### WORK INSTRUCTIONS
Convert the lines of the items below into a Markdown table with the columns Row and Line, numbering each row and skipping blank lines. Cover every item, and leave the pictures out of your answer.

### RAW RECORDS
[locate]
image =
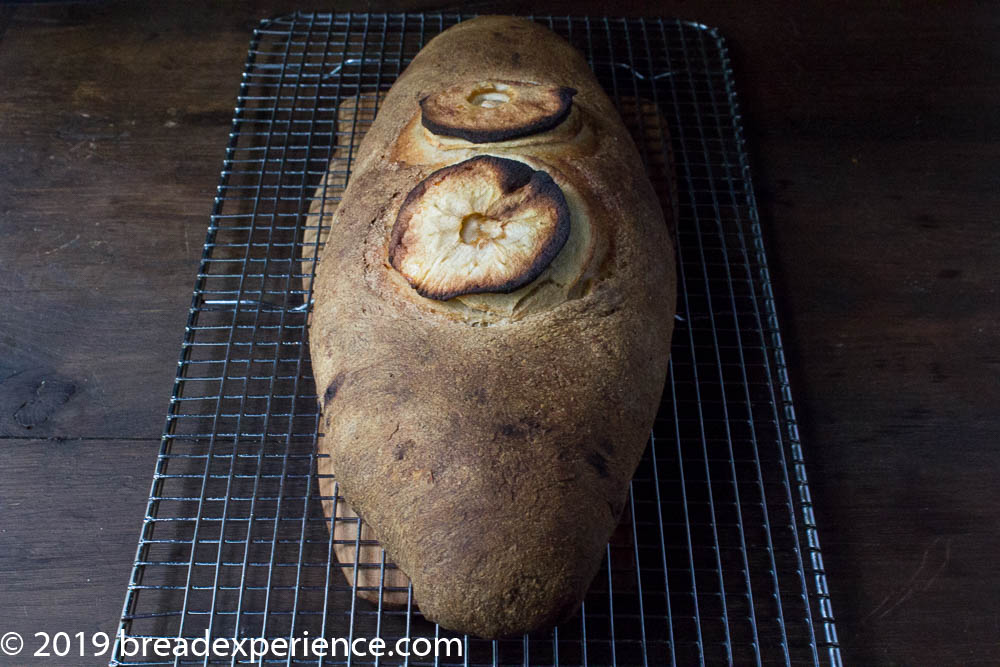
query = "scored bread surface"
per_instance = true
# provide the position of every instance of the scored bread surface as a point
(488, 439)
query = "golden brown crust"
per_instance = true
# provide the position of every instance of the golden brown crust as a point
(491, 455)
(489, 111)
(445, 246)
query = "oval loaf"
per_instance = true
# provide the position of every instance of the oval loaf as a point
(491, 326)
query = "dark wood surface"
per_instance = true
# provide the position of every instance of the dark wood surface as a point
(874, 137)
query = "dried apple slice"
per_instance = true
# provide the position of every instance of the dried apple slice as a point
(490, 111)
(487, 224)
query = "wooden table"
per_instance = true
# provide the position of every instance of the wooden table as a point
(874, 136)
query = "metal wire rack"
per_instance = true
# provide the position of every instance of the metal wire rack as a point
(718, 559)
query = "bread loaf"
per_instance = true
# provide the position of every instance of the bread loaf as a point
(491, 325)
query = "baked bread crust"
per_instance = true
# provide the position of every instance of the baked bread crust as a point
(490, 448)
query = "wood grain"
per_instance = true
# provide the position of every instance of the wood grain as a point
(873, 135)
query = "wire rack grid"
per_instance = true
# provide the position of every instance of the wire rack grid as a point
(717, 560)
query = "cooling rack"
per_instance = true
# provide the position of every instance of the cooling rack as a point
(718, 559)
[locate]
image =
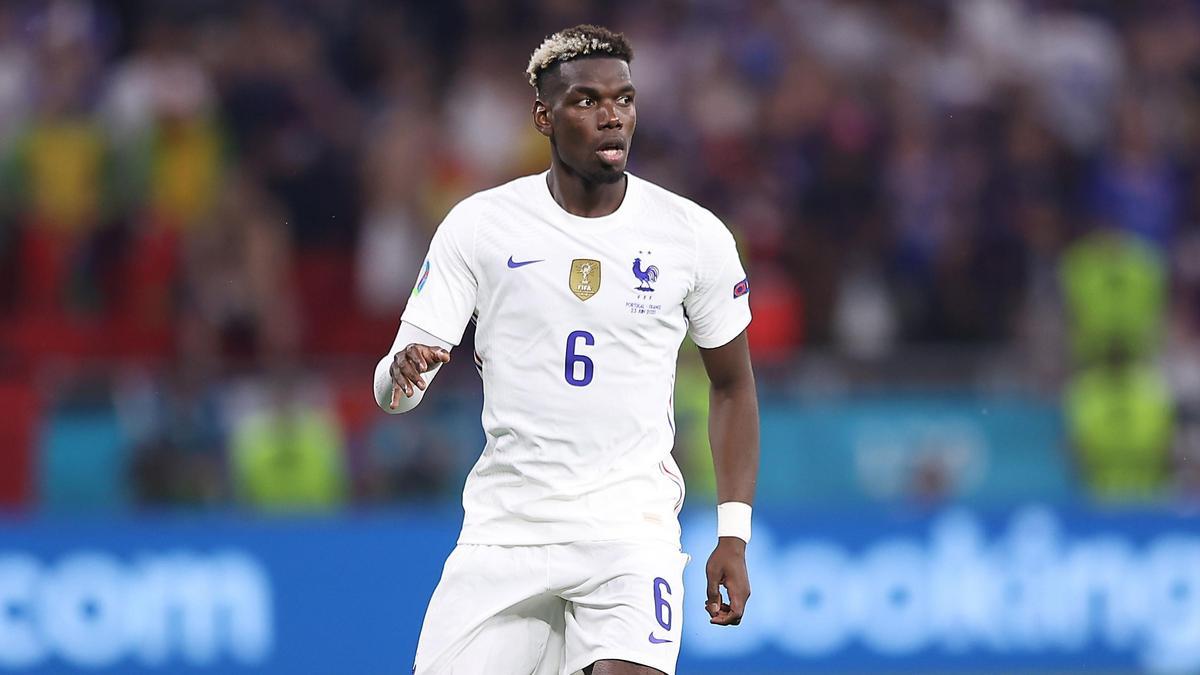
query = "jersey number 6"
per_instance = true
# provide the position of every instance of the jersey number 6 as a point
(574, 359)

### OUTPUT FOR THIS TASK
| Row | Line |
|---|---|
| 1 | [locate] |
| 2 | image = |
| 3 | query = "scored bread surface" |
| 4 | per_instance = true |
| 5 | # provide the position of every instance of the scored bread surface as a point |
| 6 | (488, 439) |
| 7 | query = "golden brown crust" |
| 8 | per_instance = true |
| 9 | # provide the position of every instance of the golden brown crust as a point |
| 10 | (491, 455) |
| 11 | (489, 111) |
| 12 | (445, 246) |
| 13 | query = "oval loaf" |
| 14 | per_instance = true |
| 15 | # provide the position of every instance of the oval loaf as a point |
| 16 | (491, 326) |
| 17 | query = "dark wood surface" |
| 18 | per_instance = true |
| 19 | # provide the position of every instance of the dark wood surface as a point |
| 20 | (874, 137) |
| 21 | query = "dried apple slice" |
| 22 | per_instance = true |
| 23 | # provide the position of every instance of the dried apple slice as a point |
| 24 | (490, 111) |
| 25 | (487, 224) |
| 26 | query = "wooden table" |
| 27 | per_instance = true |
| 28 | # provide the position of every instance of the wooden table as a point |
| 29 | (874, 136) |
| 30 | query = "metal wire rack" |
| 31 | per_instance = true |
| 32 | # provide the position of every instance of the metal wire rack as a point |
| 33 | (718, 559) |
| 34 | query = "bread loaf" |
| 35 | per_instance = true |
| 36 | # provide the position of every instance of the bread loaf as a point |
| 37 | (491, 325) |
| 38 | query = "baked bread crust" |
| 39 | per_instance = true |
| 40 | # provide the position of every instance of the baked bread crust as a point |
| 41 | (490, 448) |
| 42 | query = "wood grain" |
| 43 | per_instance = true |
| 44 | # provide the position of every instance of the wood grain as a point |
| 45 | (873, 135) |
| 46 | query = "wire rack grid" |
| 47 | per_instance = true |
| 48 | # provide the position of every instance of the wire rack grid as a point |
| 49 | (717, 560) |
| 50 | query = "cooling rack" |
| 51 | per_instance = true |
| 52 | # provide the position of every instance of the cooling rack as a point |
| 53 | (718, 559) |
| 54 | [locate] |
| 55 | image = |
| 56 | query = "jersey number 6" |
| 57 | per_instance = true |
| 58 | # provide the position of every instance of the jersey number 6 as a point |
| 59 | (574, 359) |